**Given task:**
Count the lines below that contain the string "summit", matching case exactly, and reply with only the number.

═══ Records for the task ═══

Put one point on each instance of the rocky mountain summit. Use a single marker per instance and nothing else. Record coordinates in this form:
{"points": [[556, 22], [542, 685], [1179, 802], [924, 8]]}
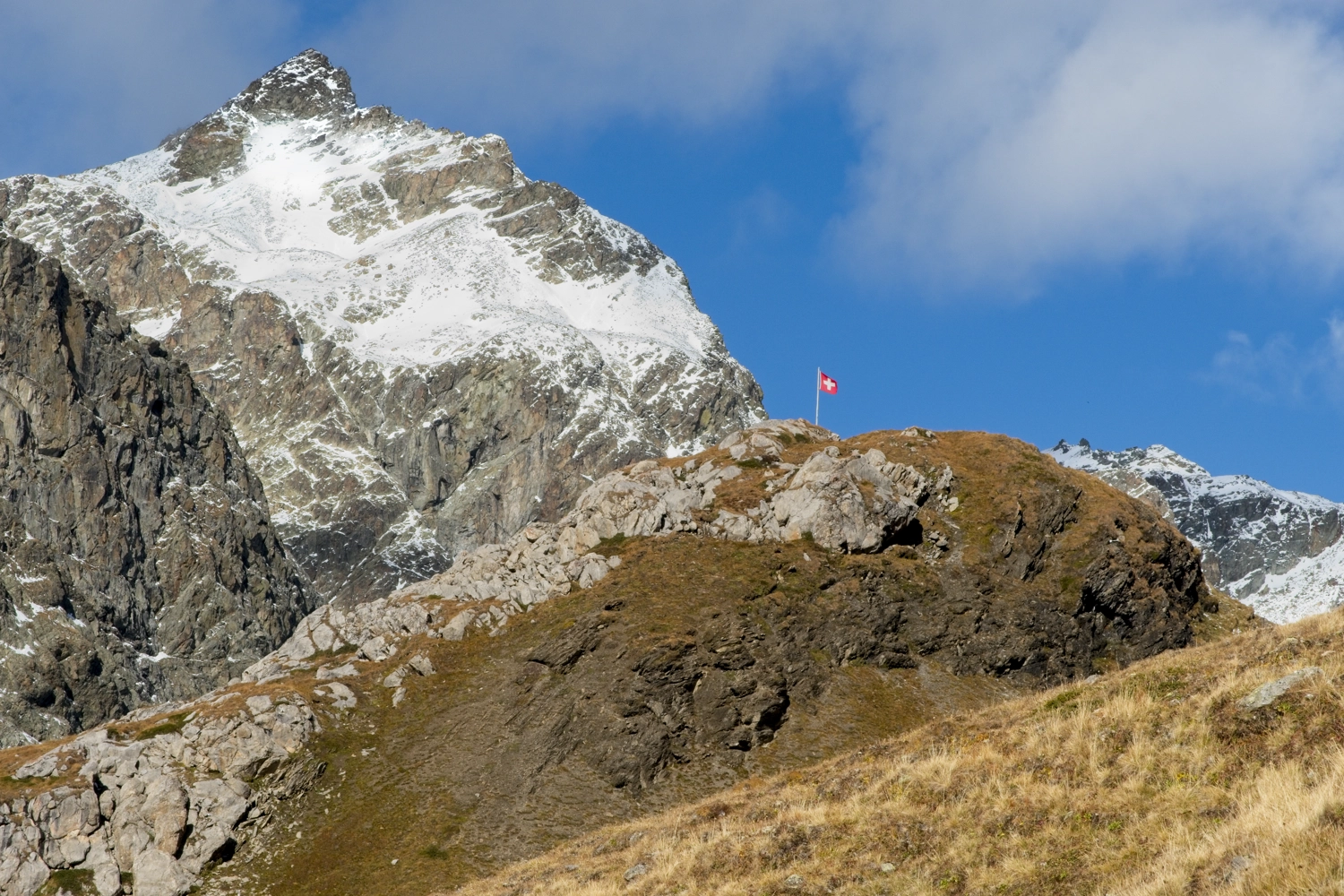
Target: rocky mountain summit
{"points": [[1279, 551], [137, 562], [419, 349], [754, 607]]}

═══
═══ Records for the task ═══

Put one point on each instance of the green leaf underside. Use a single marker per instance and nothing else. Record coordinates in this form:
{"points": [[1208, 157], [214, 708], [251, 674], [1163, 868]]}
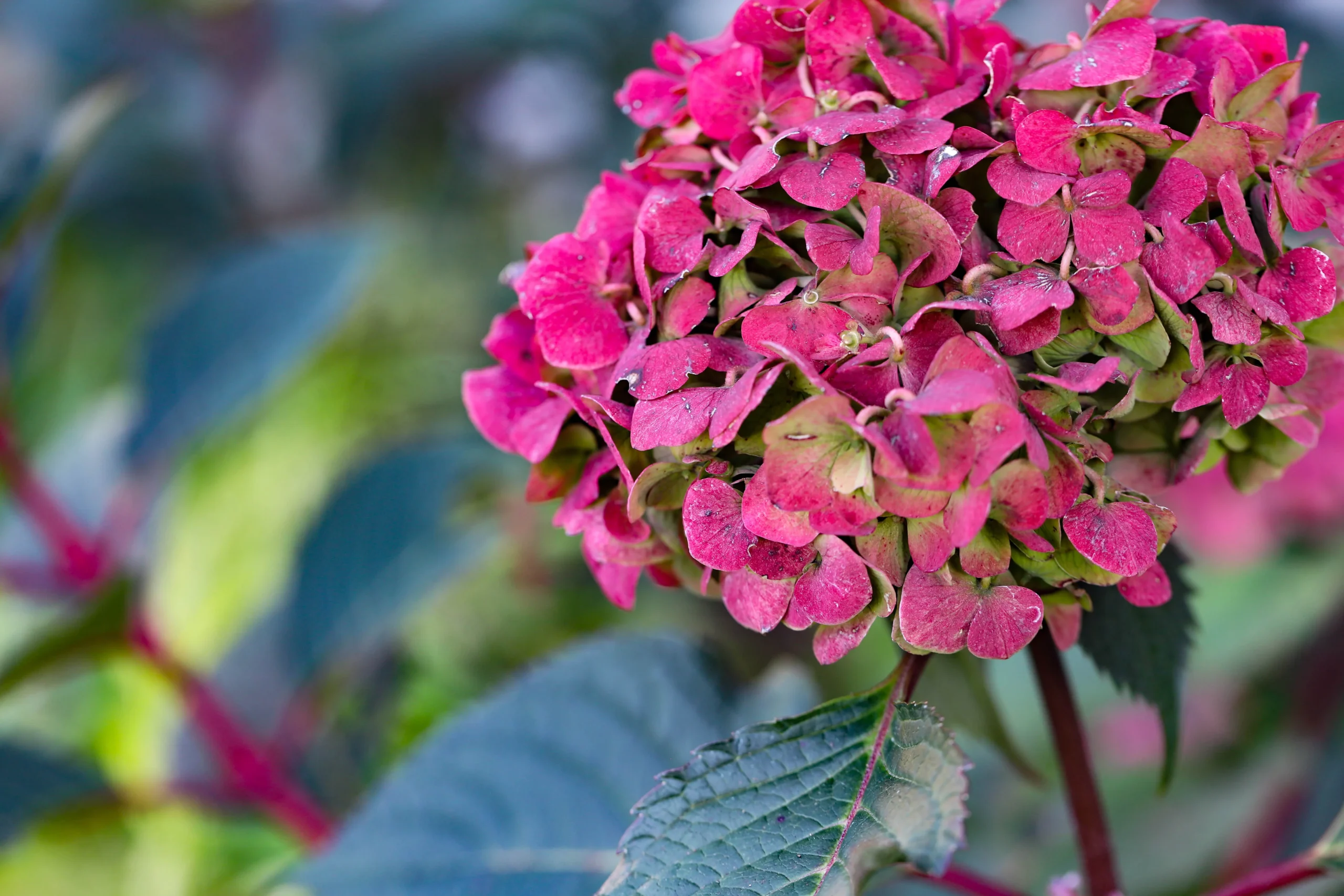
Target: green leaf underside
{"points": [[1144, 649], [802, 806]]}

═══

**Finished answer:**
2